(Task to carry out) Which rows contain the word "shirt"? Select every one of them and copy each in full, treating case as significant.

(Given data)
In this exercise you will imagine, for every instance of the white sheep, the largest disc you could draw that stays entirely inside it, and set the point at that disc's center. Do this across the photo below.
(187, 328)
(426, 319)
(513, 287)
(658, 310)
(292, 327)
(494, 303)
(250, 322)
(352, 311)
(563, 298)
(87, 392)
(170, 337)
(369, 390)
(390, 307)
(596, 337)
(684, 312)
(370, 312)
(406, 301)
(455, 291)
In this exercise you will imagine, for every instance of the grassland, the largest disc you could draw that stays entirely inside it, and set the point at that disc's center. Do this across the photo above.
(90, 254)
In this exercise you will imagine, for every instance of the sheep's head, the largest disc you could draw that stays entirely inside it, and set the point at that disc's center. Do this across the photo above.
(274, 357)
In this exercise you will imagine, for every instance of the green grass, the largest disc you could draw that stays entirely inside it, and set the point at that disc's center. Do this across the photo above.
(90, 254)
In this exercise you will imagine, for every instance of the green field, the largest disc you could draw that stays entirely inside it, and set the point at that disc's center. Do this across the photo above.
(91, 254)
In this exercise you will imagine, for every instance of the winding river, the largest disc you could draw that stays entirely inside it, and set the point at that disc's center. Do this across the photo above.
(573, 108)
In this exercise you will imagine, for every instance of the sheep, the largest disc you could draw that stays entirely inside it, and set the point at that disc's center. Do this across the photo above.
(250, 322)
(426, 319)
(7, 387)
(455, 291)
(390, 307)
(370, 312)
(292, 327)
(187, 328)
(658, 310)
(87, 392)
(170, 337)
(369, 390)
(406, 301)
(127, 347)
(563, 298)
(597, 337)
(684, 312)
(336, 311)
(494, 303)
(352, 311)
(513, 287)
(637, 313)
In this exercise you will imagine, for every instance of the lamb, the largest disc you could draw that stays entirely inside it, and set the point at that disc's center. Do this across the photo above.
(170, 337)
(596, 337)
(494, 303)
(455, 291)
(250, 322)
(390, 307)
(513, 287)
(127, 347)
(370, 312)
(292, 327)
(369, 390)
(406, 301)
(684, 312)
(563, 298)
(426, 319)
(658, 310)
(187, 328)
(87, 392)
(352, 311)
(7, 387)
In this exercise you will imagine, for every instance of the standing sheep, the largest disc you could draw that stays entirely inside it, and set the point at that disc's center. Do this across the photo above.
==
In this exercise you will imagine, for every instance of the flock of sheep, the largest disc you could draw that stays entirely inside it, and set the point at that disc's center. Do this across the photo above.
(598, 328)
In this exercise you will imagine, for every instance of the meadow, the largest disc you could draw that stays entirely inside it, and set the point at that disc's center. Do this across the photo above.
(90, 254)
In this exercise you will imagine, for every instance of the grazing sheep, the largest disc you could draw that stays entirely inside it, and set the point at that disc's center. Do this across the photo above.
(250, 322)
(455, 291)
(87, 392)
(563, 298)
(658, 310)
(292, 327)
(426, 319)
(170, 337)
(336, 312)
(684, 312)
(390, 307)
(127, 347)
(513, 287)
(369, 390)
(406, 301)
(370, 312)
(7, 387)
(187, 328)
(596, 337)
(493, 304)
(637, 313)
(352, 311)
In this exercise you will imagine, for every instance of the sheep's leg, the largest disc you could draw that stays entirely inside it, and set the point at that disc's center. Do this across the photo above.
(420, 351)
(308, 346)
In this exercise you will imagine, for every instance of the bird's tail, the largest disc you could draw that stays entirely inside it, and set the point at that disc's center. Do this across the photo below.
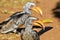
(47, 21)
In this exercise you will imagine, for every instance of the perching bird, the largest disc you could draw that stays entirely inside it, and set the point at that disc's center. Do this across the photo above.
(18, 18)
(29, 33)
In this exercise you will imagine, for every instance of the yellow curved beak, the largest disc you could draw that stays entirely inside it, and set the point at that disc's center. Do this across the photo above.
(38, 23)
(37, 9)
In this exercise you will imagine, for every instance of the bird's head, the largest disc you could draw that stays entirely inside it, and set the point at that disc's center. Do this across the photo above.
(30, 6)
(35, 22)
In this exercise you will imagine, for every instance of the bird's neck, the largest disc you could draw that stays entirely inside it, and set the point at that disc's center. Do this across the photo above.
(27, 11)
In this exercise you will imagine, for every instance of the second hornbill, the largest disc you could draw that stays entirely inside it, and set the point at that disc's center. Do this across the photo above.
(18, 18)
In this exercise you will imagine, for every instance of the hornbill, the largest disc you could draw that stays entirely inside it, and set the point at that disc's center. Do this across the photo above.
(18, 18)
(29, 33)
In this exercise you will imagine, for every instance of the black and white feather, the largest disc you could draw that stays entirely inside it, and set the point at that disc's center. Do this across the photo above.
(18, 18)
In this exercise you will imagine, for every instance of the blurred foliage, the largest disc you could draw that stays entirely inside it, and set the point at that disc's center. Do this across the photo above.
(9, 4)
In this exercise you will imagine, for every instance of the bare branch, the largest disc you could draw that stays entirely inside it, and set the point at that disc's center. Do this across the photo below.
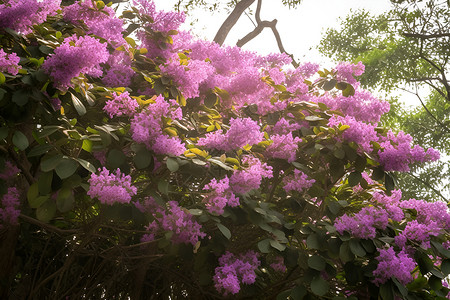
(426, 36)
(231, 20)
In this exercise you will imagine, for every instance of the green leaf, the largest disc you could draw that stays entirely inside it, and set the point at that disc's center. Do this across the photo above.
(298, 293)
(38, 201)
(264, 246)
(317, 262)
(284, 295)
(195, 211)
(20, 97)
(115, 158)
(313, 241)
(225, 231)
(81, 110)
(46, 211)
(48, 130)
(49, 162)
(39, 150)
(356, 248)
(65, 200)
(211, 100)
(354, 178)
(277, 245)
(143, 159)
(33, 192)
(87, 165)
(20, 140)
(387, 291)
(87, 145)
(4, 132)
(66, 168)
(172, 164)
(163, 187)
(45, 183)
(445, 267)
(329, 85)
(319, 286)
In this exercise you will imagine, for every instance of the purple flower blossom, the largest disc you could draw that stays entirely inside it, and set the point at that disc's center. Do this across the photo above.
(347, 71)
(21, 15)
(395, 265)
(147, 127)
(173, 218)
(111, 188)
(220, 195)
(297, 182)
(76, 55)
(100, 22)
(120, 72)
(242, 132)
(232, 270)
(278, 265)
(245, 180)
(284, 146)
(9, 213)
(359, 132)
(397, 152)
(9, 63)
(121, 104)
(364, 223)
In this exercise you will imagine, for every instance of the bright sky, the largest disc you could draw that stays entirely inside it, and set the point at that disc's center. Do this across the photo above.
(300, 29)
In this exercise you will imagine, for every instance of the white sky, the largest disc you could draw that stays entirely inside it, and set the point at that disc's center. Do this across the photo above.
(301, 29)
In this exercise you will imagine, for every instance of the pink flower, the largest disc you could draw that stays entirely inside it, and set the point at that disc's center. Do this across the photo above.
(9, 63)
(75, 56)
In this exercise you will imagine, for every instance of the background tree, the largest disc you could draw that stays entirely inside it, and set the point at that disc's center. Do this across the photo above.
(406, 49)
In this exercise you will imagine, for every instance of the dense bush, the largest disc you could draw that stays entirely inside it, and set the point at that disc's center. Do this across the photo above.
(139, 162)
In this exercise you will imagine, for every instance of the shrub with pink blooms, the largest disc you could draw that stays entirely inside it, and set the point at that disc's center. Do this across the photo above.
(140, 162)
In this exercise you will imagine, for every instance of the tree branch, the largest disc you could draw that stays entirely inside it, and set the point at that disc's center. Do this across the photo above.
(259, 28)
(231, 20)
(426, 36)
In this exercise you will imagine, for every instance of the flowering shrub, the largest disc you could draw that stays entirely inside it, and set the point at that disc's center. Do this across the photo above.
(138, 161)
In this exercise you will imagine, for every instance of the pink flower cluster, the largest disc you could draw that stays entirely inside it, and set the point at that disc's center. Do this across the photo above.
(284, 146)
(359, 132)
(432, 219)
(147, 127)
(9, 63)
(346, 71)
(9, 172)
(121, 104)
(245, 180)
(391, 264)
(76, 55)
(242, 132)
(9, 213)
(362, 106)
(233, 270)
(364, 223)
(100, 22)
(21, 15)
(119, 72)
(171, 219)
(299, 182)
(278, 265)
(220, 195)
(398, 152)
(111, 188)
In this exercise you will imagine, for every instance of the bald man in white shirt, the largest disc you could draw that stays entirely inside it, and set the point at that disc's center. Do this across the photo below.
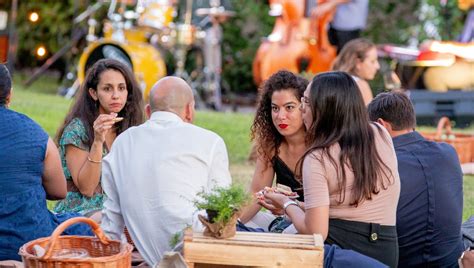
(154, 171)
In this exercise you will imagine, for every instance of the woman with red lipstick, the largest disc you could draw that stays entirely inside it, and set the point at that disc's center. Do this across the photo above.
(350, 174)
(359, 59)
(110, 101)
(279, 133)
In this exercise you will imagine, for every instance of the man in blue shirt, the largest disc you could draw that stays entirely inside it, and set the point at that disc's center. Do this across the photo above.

(Written answer)
In this exercise you will imagine, for every instance of the bald man in white shirt, the largest disc you could draw that stays entirely inside it, and set the point at that disc's center. Do this across the photo below.
In this exercise you will imagine, for every instance of the man in blue shirt, the largest disc you could draw that stays entirely inside it, and set the point at that disc's center. Do this across the photo above.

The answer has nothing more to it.